[ENTRIES SHOWN — start]
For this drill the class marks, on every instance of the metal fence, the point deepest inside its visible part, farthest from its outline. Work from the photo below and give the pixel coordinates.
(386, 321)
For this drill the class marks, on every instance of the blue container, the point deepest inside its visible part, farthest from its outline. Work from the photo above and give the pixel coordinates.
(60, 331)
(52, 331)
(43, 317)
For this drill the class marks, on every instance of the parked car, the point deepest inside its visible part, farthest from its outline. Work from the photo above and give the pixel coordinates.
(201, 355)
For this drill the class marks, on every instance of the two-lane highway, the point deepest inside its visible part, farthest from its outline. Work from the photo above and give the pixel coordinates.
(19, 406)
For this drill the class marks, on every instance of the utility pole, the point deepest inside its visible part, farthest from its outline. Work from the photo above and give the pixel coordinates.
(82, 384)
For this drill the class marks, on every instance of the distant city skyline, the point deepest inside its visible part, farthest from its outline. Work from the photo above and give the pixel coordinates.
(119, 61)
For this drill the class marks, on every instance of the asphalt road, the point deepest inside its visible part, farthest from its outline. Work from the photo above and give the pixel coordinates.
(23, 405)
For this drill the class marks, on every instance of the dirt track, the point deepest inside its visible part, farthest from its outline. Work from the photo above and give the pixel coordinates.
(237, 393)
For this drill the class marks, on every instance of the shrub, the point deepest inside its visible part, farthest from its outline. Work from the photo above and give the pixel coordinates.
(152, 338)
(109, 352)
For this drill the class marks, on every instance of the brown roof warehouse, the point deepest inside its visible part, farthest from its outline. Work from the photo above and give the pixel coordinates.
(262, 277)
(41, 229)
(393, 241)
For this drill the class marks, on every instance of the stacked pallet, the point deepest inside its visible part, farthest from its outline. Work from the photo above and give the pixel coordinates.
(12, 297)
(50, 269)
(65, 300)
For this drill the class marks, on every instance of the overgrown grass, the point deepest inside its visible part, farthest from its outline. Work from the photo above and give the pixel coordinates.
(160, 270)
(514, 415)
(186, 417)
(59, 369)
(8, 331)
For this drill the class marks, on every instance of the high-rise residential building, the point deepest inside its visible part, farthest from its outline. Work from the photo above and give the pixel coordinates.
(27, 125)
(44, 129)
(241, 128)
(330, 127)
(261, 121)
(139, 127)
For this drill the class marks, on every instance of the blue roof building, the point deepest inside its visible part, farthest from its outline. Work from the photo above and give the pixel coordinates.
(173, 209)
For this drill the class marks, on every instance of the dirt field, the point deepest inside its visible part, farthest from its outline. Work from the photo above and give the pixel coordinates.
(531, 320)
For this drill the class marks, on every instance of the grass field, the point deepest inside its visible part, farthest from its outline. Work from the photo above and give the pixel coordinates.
[ENTRIES SHOWN — finish]
* **TASK ITEM**:
Copy the lines above, please. Keep them exact.

* **ANSWER AREA**:
For this drill the class marks, on every instance of the metal fence, the point deepest inside its visible part, farthest from its outline. Work from the photo below and give the pixel coordinates.
(386, 321)
For this drill the class marks, on every instance of the blue container, the point deepest inside its visible part, farthest from its outline. Work from the photo above and give the pixel coordinates.
(60, 331)
(52, 331)
(43, 317)
For this drill the class marks, on every instance of the parked car, the point deepest inside its visible part, farthest from its outline. Work from the photo above and give the pixel coordinates.
(201, 355)
For this drill the class marks, on every instance of the two-lane highway, the point deepest inside its visible part, farthest from its outline. Work from the photo above and give the pixel coordinates.
(19, 406)
For this drill the class marks, on every instance of the utility pole, the point deepest inside its visible part, farthest from its outline. Work from the photo above and give the pixel coordinates.
(82, 384)
For this drill the class marks, on every instance of the distant city skyline, the point deepest inside its visible part, farthest from its outline. Work from the photo above and give the pixel coordinates.
(119, 61)
For this drill the class marks, on every instance of the asphalt road, the point deepest inside its visible part, farthest from its outline. Work from the photo above and give the pixel coordinates.
(23, 405)
For this drill the class marks, on every instance of the dirt track, the point deepest inside its visible part, farthest from its outline. Work from the photo above and give the pixel coordinates.
(237, 393)
For this drill the class marks, on every instance of the shrub, the point deepest inside its visible part, farthest from its outline. Work from the photo above and give the pixel coordinates.
(152, 338)
(109, 352)
For this drill the class marks, on every instance of the brown roof warehouse, the point deepest inside its visible part, farthest from its outline. Work from the photo above and give the pixel coordinates.
(262, 277)
(41, 229)
(393, 241)
For this drill the class marks, on every instance of the stacked pallet, the point deepest inside its visible part, farthest from its outline. Work from the photo above and give the pixel coordinates.
(12, 297)
(50, 269)
(65, 300)
For this drill the class marks, on every instance of the overgrown grass, the point deepest inside its visible part, farthest from its outline. Work from the photo above and give the pixel coordinates.
(160, 270)
(514, 415)
(186, 417)
(59, 369)
(8, 331)
For this drill the class marks, on every instance of the high-rise residential building, the point deepest inside its visible part, farthest from its outline. Work from the photo above and give the pixel coordinates.
(27, 125)
(44, 129)
(241, 128)
(330, 127)
(261, 121)
(139, 127)
For this drill the class marks, on every instance of the blue roof building, the point deepest inside its visible part, farthest from its outline. Work from the photo above and give the pixel coordinates.
(173, 209)
For this drill the class marks, on every instance of the dirt field, the point deepest inside its visible part, farthest from its outline. Work from the photo above and give the pixel coordinates.
(531, 320)
For this drill the class marks, on every instance of the grass field, the point deepest inside its visible part, farthest from its outline. Work from the photo above and give the pixel coordinates.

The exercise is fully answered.